Task details
Can you rewrite everything in the data below from the line containing "indicate the domed" down to the line containing "column 26, row 209", with "circular window" replaced by "round window" and nothing else changed?

--- Information supplied ---

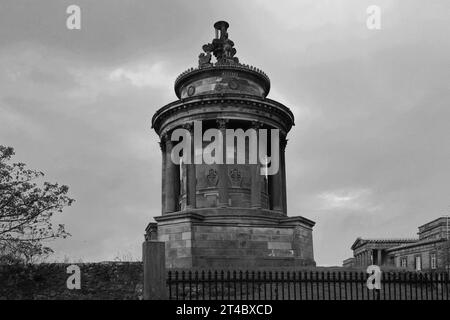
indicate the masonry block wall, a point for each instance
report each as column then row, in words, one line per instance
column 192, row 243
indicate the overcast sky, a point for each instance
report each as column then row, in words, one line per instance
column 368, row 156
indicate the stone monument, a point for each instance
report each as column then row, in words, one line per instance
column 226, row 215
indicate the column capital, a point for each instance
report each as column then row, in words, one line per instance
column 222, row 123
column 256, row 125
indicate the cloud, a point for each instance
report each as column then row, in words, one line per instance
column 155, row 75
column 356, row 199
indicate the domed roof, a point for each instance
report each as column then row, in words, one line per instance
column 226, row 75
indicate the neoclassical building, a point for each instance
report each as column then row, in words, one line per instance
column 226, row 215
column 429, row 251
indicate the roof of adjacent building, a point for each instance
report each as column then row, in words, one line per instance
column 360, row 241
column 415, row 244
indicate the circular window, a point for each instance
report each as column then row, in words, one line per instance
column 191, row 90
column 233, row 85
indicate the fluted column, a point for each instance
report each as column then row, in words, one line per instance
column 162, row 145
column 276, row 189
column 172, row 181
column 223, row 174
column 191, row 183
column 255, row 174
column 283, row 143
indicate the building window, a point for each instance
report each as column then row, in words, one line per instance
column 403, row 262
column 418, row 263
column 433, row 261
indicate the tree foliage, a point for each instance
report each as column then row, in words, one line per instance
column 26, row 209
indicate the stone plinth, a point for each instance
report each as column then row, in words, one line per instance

---
--- Information supplied ---

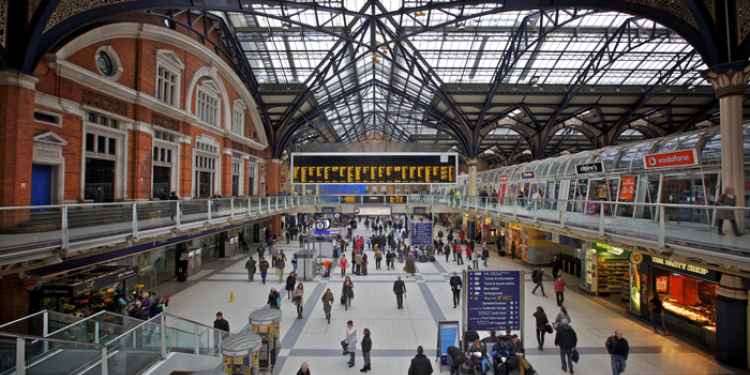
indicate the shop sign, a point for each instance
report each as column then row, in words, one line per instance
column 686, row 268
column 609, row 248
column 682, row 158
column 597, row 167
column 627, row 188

---

Written reply
indicate the domed roof, a point for each instance
report each as column then row, in words, one line per instance
column 226, row 75
indicate the neoclassical building, a point for each instance
report each as column then row, in words, one line per instance
column 226, row 215
column 429, row 251
indicate the roof of adjacent building, a point for each instance
report each as column then row, in words, one line per instance
column 360, row 241
column 415, row 244
indicate the round window, a point for each instance
report each as column then row, in words, one line per instance
column 191, row 90
column 233, row 85
indicate the fluted column, a point for each instance
report each as column then row, in words, one line per instance
column 162, row 145
column 276, row 189
column 172, row 181
column 223, row 174
column 191, row 183
column 255, row 174
column 283, row 143
indicate the building window, a point for each instance
report each as column then row, in words, one line per instance
column 403, row 262
column 418, row 263
column 433, row 261
indicate the tree foliage, a point for each instance
report each as column then row, in words, one line per instance
column 26, row 209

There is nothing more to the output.